What to produce
Repeat the lines of the listing below word for word, from the line with "Target: pocket on jacket" up to and including the line with "x=355 y=378", and nothing else.

Object position labeling listing:
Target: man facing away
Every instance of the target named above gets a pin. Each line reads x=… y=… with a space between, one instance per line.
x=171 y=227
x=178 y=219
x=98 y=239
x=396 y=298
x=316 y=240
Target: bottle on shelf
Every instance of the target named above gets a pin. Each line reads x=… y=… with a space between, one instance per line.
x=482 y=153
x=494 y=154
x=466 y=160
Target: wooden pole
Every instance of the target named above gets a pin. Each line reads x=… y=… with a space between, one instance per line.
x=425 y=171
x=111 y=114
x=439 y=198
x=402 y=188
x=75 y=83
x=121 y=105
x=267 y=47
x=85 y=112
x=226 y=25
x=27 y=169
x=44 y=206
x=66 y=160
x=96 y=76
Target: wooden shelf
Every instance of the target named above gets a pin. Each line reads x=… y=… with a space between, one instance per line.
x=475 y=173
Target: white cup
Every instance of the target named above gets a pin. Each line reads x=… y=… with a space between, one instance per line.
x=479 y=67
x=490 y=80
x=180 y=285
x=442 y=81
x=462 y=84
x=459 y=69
...
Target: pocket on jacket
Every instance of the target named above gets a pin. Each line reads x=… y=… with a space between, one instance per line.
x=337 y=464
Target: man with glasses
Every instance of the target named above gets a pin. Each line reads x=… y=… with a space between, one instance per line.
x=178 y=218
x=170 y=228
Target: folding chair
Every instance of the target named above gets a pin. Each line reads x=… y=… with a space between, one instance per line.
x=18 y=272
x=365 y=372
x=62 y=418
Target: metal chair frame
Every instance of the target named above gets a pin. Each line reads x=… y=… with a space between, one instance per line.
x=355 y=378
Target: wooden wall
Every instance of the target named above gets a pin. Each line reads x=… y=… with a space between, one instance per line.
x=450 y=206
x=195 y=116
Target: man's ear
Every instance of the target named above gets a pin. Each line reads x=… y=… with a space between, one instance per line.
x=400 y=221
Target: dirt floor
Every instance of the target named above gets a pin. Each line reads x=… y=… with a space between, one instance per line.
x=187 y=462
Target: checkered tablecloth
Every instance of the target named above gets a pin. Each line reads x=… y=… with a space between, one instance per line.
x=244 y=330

The result
Target: pocket on jacket
Every instance of the target named above gets a pin. Each line reads x=… y=… with a space between, one instance per line.
x=337 y=464
Target: man with glasses
Every instance of the target named above gets a pin. Each line reads x=… y=… with a space between, one instance per line.
x=178 y=218
x=170 y=228
Target: folding chair
Every instance of the target named above gets a pin. Each line reads x=… y=… with a space between, one instance per line.
x=18 y=272
x=365 y=372
x=62 y=418
Target: metal chair frame
Every instance of the target named above gets a pin. Each line reads x=… y=… with a space between, one instance per line.
x=355 y=378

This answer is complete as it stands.